## Exercise materials
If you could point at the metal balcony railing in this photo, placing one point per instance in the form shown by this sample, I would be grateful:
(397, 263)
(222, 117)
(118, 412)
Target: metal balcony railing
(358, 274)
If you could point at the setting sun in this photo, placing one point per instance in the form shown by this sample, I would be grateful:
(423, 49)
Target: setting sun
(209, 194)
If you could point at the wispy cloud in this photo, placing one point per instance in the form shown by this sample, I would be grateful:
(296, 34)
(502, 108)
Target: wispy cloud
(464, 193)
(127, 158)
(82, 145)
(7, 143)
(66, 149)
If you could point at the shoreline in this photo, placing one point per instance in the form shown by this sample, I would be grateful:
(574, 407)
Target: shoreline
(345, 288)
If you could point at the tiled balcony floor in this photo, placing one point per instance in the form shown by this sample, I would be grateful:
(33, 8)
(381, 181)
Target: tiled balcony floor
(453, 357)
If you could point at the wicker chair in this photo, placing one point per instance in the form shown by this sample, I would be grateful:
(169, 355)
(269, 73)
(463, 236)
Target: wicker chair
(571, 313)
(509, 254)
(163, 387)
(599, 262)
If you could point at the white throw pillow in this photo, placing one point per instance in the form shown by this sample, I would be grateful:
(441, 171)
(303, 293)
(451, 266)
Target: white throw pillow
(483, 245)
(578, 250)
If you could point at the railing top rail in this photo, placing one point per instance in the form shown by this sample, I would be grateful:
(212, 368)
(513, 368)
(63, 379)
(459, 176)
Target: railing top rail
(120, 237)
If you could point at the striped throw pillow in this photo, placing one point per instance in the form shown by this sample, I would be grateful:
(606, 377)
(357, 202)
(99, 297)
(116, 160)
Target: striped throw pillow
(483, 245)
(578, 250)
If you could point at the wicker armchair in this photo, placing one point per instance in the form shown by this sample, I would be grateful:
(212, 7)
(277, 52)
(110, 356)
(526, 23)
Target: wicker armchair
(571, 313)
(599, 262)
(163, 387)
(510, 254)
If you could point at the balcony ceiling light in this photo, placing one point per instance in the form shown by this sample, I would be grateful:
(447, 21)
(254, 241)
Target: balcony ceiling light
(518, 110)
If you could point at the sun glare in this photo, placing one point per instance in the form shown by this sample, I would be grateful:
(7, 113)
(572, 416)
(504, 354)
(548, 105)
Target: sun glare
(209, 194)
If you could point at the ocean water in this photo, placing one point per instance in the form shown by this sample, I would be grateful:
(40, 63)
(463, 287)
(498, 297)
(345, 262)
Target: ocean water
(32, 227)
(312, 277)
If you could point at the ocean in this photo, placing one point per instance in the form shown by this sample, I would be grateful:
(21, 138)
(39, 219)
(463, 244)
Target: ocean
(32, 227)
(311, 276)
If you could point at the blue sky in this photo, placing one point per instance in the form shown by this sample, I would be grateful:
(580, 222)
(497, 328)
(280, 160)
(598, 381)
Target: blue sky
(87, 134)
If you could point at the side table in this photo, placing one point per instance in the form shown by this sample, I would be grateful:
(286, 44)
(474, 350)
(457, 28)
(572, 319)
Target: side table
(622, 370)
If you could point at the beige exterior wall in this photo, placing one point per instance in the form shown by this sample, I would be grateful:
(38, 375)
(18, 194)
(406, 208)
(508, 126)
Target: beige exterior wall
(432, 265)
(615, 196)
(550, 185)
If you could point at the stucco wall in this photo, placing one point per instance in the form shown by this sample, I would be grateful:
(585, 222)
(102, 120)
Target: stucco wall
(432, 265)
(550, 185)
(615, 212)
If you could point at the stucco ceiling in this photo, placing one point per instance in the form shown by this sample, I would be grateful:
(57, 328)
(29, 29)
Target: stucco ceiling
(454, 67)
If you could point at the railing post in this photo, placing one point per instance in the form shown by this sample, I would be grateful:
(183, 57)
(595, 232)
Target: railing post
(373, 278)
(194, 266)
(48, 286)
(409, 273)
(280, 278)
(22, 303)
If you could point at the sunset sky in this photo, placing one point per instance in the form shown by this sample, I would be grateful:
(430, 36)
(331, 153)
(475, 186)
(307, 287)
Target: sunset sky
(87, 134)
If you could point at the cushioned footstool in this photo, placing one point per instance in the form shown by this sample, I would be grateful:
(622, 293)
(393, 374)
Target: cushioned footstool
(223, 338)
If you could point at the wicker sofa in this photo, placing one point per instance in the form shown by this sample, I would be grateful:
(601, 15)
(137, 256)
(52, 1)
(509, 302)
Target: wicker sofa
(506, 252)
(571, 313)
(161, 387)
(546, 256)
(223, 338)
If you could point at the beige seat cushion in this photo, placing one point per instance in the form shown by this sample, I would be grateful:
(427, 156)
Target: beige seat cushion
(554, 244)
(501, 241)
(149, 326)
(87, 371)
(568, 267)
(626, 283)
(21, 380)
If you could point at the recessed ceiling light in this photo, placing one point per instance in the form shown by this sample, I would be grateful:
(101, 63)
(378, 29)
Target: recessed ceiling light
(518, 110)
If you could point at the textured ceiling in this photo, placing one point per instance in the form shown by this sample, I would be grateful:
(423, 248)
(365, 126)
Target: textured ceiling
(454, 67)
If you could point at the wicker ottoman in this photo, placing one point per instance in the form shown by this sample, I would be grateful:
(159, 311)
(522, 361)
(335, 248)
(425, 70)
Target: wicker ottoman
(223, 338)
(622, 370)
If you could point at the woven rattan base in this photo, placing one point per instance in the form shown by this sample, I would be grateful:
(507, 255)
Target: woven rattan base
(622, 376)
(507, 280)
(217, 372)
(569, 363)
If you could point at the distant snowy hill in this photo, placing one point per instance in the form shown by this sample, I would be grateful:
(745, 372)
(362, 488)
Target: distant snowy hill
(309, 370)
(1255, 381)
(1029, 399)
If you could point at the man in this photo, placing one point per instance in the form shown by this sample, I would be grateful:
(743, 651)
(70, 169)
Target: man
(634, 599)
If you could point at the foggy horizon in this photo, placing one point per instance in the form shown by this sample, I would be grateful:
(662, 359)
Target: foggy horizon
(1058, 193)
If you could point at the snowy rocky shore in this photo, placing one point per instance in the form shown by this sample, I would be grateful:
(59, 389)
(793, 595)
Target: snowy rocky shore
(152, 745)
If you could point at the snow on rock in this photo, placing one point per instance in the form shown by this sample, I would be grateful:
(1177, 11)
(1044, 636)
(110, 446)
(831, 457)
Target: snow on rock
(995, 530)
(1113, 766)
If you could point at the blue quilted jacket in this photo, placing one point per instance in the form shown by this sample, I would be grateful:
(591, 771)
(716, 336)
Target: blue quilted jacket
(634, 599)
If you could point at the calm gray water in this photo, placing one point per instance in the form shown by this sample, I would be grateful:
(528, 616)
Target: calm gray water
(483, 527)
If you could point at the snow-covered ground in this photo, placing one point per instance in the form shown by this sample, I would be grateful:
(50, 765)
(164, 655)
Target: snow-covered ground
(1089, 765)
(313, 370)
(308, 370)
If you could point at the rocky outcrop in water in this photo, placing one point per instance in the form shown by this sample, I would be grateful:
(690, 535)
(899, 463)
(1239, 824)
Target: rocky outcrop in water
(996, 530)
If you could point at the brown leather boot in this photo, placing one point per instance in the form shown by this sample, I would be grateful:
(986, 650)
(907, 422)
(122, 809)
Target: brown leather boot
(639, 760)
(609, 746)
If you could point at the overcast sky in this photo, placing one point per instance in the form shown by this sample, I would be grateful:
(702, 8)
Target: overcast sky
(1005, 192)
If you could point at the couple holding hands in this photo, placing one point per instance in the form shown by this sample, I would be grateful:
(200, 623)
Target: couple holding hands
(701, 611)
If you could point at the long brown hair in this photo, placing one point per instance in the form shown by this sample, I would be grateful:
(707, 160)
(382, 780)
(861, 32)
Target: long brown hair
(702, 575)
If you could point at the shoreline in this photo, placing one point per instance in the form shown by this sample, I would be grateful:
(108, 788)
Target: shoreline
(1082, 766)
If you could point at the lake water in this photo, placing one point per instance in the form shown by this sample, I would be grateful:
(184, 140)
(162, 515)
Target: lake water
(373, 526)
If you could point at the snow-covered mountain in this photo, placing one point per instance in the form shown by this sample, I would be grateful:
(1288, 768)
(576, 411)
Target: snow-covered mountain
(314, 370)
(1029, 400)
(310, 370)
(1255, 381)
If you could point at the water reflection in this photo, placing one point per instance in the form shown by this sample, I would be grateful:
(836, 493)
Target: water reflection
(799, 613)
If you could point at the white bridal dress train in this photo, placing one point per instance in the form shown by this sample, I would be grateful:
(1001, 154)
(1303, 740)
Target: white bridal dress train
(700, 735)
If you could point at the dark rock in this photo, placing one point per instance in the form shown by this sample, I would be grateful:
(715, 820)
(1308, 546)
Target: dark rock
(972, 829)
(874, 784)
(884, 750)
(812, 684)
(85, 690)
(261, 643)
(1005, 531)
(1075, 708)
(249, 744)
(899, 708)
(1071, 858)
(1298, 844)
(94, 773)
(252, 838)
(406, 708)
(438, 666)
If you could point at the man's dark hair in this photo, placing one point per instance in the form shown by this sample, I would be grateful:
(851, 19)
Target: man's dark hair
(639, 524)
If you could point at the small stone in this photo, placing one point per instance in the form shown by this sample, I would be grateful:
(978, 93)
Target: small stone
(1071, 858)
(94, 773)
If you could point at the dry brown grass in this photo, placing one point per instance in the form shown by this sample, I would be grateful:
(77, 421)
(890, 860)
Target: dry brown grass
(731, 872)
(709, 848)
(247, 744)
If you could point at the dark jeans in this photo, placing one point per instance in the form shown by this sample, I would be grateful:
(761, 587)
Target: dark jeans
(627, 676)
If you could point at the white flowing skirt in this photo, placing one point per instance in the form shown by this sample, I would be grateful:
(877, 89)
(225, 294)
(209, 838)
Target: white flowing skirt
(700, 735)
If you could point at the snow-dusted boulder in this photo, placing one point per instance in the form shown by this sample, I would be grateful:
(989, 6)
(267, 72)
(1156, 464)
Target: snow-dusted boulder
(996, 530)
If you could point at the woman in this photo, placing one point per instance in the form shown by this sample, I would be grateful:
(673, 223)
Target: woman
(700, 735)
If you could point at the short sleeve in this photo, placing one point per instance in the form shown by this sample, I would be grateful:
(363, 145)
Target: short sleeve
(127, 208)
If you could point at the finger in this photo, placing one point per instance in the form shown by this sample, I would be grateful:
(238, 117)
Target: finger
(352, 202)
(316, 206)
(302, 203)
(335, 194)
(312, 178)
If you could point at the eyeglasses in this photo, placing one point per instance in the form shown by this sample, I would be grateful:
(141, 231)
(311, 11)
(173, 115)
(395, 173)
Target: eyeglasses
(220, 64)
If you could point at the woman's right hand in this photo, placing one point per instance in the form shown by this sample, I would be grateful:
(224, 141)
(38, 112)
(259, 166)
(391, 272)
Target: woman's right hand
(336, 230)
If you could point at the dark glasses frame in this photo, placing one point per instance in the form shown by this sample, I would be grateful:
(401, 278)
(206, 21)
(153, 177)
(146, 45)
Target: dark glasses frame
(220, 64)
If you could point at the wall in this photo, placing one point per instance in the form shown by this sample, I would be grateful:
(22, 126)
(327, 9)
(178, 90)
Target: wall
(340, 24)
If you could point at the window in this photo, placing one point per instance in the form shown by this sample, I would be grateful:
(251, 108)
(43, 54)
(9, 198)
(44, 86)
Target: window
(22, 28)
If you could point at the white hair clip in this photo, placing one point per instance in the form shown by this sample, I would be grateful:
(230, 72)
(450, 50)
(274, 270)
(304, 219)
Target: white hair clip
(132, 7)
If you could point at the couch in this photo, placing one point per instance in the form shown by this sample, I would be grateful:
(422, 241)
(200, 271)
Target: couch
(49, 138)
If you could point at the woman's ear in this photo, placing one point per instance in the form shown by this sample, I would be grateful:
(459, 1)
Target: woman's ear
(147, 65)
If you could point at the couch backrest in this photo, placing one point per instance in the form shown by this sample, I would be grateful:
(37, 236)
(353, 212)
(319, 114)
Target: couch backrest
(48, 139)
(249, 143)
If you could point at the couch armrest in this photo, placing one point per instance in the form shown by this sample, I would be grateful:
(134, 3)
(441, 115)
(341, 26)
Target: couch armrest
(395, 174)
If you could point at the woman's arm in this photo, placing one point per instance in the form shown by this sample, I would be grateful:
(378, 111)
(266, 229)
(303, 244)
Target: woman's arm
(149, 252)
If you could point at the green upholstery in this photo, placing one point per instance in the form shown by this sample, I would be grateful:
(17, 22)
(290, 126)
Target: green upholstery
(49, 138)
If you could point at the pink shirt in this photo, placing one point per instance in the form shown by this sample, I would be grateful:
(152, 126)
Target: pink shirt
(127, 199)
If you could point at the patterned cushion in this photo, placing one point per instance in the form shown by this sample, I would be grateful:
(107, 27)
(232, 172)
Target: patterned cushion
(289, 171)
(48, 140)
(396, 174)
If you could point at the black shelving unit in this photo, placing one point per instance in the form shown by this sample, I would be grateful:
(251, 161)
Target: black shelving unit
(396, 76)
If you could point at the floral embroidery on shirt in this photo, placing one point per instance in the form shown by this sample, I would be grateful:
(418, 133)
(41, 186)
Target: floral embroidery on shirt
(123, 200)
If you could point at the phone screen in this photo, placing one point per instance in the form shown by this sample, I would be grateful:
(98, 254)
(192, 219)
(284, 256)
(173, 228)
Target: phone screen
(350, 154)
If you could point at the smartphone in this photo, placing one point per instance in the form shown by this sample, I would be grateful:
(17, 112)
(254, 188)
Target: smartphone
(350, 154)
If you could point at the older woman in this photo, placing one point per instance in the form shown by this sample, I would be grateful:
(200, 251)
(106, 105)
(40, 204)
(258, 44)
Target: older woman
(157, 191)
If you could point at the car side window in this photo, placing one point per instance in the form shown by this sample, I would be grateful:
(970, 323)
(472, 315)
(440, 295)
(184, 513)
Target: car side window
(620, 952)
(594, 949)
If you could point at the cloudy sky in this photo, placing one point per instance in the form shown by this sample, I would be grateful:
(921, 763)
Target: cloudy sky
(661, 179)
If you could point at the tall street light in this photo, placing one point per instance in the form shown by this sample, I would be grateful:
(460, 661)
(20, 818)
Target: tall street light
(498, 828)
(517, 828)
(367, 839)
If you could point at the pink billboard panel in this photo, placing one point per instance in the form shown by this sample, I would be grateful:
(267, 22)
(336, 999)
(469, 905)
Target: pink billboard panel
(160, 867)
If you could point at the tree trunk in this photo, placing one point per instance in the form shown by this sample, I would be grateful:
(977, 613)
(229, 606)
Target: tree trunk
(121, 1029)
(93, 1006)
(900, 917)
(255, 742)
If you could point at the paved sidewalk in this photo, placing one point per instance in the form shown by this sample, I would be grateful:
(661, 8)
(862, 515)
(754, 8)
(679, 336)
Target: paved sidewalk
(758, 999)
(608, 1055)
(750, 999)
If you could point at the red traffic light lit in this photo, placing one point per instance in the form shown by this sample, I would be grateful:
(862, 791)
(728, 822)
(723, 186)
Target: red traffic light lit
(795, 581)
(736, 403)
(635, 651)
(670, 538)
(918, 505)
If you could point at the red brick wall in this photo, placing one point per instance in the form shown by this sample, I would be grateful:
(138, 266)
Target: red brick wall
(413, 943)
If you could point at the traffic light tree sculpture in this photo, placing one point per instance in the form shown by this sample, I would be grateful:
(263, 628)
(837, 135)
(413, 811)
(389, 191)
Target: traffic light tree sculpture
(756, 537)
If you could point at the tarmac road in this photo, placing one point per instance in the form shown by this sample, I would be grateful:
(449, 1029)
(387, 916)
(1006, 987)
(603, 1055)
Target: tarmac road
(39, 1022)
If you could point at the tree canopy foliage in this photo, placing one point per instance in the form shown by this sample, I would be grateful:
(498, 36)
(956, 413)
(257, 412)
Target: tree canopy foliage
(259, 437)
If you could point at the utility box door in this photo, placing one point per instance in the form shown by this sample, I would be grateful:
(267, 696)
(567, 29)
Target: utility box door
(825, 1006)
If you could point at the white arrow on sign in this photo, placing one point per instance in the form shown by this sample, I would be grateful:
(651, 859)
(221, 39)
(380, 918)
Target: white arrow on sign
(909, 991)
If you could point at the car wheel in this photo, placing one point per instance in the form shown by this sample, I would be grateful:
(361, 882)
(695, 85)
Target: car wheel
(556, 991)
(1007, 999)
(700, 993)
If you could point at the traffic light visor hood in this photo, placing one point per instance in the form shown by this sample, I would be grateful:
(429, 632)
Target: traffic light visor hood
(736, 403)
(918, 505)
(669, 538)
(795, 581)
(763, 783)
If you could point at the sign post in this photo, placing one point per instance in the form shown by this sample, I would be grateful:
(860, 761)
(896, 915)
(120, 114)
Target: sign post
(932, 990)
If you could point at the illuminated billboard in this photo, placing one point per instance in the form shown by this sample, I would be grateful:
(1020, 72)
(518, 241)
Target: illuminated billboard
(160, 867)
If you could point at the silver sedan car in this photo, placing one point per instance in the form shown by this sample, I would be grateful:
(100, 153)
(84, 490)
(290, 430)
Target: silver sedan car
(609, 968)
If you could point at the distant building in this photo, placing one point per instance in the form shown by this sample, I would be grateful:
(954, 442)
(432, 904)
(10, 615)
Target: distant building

## Instructions to follow
Where a line of the records includes "building", copy it.

## Solution to the problem
If you could point at the distant building in this photo, placing one point per instance in the form shown by this sample, I would be grateful:
Target: distant building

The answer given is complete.